### Exercise description
Nothing should differ between your output and the entries below.

[[ Supplied material, beginning ]]

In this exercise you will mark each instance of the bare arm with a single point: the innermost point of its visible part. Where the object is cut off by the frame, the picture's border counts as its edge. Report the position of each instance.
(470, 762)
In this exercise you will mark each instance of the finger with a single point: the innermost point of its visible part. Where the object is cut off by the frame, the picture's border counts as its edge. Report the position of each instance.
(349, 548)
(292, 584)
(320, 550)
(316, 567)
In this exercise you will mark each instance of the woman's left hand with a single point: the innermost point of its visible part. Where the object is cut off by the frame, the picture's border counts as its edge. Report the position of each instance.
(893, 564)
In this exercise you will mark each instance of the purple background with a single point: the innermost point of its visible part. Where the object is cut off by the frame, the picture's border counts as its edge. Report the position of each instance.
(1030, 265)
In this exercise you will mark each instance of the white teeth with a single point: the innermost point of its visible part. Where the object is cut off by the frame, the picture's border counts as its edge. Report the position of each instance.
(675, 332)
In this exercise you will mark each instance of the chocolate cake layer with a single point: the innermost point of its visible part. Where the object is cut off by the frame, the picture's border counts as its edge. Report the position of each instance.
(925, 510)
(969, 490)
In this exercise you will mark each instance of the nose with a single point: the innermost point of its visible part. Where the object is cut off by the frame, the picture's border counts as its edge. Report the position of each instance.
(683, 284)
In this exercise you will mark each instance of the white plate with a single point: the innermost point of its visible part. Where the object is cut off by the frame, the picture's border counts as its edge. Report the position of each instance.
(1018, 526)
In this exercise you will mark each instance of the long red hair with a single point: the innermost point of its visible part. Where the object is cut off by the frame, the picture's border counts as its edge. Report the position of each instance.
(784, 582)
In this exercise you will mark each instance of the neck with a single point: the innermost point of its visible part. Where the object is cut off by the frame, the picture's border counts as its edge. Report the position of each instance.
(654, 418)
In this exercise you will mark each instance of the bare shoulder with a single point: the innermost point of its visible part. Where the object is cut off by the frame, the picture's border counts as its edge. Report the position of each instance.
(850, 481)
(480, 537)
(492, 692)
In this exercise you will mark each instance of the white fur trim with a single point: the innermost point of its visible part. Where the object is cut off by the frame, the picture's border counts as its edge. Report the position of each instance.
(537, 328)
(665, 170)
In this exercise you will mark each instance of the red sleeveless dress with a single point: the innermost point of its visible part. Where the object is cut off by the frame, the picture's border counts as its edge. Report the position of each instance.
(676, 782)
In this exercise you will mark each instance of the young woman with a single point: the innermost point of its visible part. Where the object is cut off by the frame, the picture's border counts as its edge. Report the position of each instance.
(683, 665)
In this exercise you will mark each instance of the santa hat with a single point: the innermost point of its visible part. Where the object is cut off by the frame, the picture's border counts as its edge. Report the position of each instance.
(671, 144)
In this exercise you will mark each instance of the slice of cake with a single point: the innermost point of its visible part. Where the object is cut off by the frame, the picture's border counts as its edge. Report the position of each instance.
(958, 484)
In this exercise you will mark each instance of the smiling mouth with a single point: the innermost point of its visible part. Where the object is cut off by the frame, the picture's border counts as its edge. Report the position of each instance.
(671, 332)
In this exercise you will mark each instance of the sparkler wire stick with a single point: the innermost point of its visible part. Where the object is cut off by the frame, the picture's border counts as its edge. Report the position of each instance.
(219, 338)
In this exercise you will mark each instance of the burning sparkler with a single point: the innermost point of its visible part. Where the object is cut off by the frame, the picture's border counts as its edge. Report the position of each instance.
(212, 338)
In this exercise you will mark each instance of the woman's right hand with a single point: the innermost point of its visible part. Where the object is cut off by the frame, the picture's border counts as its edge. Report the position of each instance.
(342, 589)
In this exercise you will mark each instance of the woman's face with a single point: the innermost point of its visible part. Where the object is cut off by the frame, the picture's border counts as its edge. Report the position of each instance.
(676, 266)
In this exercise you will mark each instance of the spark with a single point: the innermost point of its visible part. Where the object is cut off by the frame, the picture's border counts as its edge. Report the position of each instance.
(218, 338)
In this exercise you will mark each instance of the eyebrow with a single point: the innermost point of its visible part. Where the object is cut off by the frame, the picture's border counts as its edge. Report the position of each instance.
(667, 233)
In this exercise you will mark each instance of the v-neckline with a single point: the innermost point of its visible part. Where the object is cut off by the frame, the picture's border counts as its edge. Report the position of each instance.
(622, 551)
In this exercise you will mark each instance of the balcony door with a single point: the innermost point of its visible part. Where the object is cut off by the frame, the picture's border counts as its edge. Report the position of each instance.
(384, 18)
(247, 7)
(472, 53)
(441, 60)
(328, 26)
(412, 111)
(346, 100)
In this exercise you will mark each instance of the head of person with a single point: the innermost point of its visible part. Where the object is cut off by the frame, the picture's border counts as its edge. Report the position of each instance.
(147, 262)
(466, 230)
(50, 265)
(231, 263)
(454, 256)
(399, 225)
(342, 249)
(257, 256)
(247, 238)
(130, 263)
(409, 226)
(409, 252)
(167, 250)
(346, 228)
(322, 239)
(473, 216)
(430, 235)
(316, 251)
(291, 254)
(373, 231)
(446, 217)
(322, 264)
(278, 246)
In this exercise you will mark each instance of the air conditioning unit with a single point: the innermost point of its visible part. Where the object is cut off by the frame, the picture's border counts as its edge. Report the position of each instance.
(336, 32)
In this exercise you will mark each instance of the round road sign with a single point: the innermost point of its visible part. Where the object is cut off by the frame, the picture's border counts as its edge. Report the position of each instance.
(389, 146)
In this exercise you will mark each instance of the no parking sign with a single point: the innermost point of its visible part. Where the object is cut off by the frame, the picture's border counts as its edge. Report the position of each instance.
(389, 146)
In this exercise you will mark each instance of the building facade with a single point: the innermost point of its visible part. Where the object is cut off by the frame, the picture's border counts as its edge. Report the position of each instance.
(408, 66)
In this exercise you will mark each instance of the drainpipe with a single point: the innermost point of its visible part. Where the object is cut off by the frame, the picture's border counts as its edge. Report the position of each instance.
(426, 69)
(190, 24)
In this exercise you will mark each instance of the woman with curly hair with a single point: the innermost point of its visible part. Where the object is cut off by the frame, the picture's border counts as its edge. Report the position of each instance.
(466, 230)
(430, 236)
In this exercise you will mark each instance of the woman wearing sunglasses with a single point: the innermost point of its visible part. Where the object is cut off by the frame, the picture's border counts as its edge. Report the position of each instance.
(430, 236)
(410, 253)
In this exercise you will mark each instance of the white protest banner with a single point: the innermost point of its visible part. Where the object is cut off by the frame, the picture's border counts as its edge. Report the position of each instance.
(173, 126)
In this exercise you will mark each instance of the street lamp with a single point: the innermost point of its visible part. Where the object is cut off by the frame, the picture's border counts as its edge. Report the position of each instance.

[[ Supplied material, end ]]

### Exercise response
In this exercise you will mark each instance of the bare arm with a single point: the innermost point of its visible part. Where the object is cut off by the frame, the picture's border counts as its edge. Report the position of each instance.
(470, 762)
In this exercise you will mark each instance of the finger with a single point: the innermost point of its visible part. Where the object is cut off by the frame, the picture's border counts as its edge. Report the position of each instance.
(349, 548)
(292, 584)
(320, 550)
(316, 567)
In this exercise you will mark each instance of the woman's left hand with a single point: the innermost point of its visible part. Where the object is cut off by the frame, the picture's border counts as its edge. Report the position of each instance.
(893, 564)
In this exercise you will mark each instance of the purple background with a single point: the innermost point of its visible part. Where the object is cut off by the frame, the picture's border counts as its edge. Report the position of each instance.
(1030, 265)
In this exercise you will mark each instance of the white teeth with a single point: the innermost point of its visible part. Where the object is cut off by the frame, the picture's border counts as its edge. Report the position of each instance.
(675, 332)
In this exercise you will mark each instance of the chocolate cake layer with a single point: the innermost point of its visible part. Where the object is cut off by the frame, the picture's border counts as its edge. Report the position of each instance.
(925, 510)
(969, 490)
In this exercise you will mark each instance of the nose with a single point: the innermost point of its visible part. Where the object is cut off by the frame, the picture's border counts as its edge. Report the position of each instance.
(683, 284)
In this exercise you will mark each instance of the white plate with a single point: the innermost point of its visible part. Where the object is cut off by the frame, the picture's border counts as its edge. Report the position of each instance.
(1018, 526)
In this exercise you will mark each instance of the long red hair with a single point: the innermost point of its visible part. Where the object is cut off by the frame, the picture's border counts as its edge. Report the position of each instance.
(784, 582)
In this exercise you will mark each instance of the neck with a single point: the innermost point of its visible part. Where the object is cut off by the frame, the picture's border counts as its edge. Report the position of each instance.
(654, 418)
In this exercise you will mark each instance of the bare shoulder with a single point: the innermost point of its visible part. Where the object is cut off by the frame, the picture's border counts as its edge. Report the position of each instance.
(850, 481)
(480, 537)
(492, 692)
In this exercise you will mark each instance of the white fur trim with a single point: the innermost point of its visible part. Where the object is cut off by the frame, the picture's border counts as its edge. Report the position of each instance.
(537, 328)
(665, 170)
In this exercise you will mark each instance of the red sleeveless dress with a single point: the innermost point of its visible part. Where the object is cut off by the frame, the picture's border counts as its edge. Report the position of each instance.
(676, 782)
In this exercise you will mark each instance of the young woman with a single point: the innermost point of its visible part. Where the object is cut off by the frame, the picture's border counts as its edge. Report the position of each instance.
(683, 665)
In this exercise you will mark each instance of the santa hat with a single point: the innermost point of its visible part. Where the object is cut off by the frame, the picture's border counts as its edge. Report the position of each instance.
(671, 144)
In this exercise you will mark each instance of the slice of cake with a single point: the innermost point of its visible part. Where the object is cut off by the frame, the picture's border counts as its edge. Report the position of each instance.
(958, 484)
In this exercise you will mark each instance of the smiling mouth with a single point: the innermost point of its visible part. Where the object is cut off by the frame, the picture's border counts as its edge. Report the position of each instance.
(671, 332)
In this exercise you will mark each instance of the sparkler wire stick with a single point: the innermost point of its visible part. Where the object is cut off by the frame, the picture's border counts as its edge. Report the position of each instance.
(219, 338)
In this exercise you will mark each instance of the burning sparkler with a single point: the innermost point of its visible part. Where the object is cut off by the frame, the picture's border counts as its edge. Report the position of each instance.
(212, 338)
In this exercise you will mark each instance of the woman's right hand with a single point: the innermost point of its visible part. Where the object is cut off by the frame, the picture's border counts as its edge. Report the position of each instance.
(342, 589)
In this exercise you will mark each instance of the woman's face with a single point: the innermost point of its visible part. Where the object is cut off by the frame, the picture's border counts as its edge. Report the position of each instance.
(676, 266)
In this exercise you will mark each instance of the spark with a single point: the innermost point of its visible part. Where the object is cut off by the frame, the picture's border counts as its edge. Report the position of each instance.
(218, 338)
In this exercise you will mark each instance of the eyebrow with a single point: the innermost point of its visible part. Where the object is cut off by the frame, the picture's border counts as its edge. Report the position of each instance.
(667, 233)
In this exercise you will mark each instance of the v-neckline with a single point: the innermost point of its visible part. Where the object is cut off by the frame, the picture's border counts as its edge. Report the position of each instance.
(622, 551)
In this exercise you will mark each instance of the balcony door with a single point: the innermost point of its visible part. Where the object is cut off by the frame, the picture's border counts as its edge. Report the position of each instance.
(384, 18)
(247, 7)
(472, 53)
(441, 60)
(328, 26)
(412, 111)
(346, 100)
In this exercise you will mark each instance of the head of person with a single point: the innermost point of its visible part. Where the object is cut off by the frame, the picture's border counts as its edge. Report the position of each instance.
(147, 262)
(466, 230)
(50, 265)
(231, 263)
(454, 256)
(399, 225)
(342, 249)
(257, 256)
(247, 238)
(130, 263)
(409, 226)
(409, 252)
(167, 250)
(346, 228)
(322, 239)
(473, 216)
(430, 235)
(316, 251)
(291, 254)
(373, 231)
(446, 217)
(322, 264)
(278, 246)
In this exercise you will mark each instance of the air conditioning unit with a single point: the innermost point of its visible part. Where the object is cut off by the frame, the picture's border counts as its edge. Report the position of each instance.
(336, 32)
In this exercise you will mark each instance of the round road sign with a single point: the innermost point of its visible part. Where the object is cut off by the frame, the picture's border counts as its edge. Report the position of each instance.
(389, 146)
In this exercise you will mark each instance of the no parking sign with a single point: the innermost point of its visible part. Where the object is cut off by the frame, the picture's border counts as its edge. Report the position of each instance.
(389, 146)
In this exercise you will mark each instance of the building facade with a single point: the innermost point of its visible part. Where the object is cut off by the frame, the picture's border counts as its edge. Report the position of each instance.
(408, 66)
In this exercise you will mark each instance of the drainpipe with a single point: the innermost point of its visible part. Where the object is cut off by the frame, the picture's border counts as its edge. Report the position of each instance.
(426, 69)
(190, 24)
In this exercise you will mark each instance of the woman with curly hair with a single point: the innermost point of its visible part. Where the object is cut off by the frame, the picture's border counts as its edge. Report the position of each instance.
(466, 230)
(430, 236)
In this exercise you will mark each instance of the woman wearing sunglasses with a single point: the innermost point of its visible part. Where the object is cut off by the frame, the picture's border counts as its edge. Report the position of each instance.
(430, 236)
(410, 253)
In this exercise you will mark each instance of the white protest banner with a single point: the innermost point of its visible part. Where the object is cut off by the frame, the picture's border counts as its edge. Report the position of each instance.
(173, 126)
In this exercise you will mark each instance of the street lamp with a single point: the innermost point of its visible part. Where the object is cut off by the frame, the picture's border counts as its edge. Report the position of each instance.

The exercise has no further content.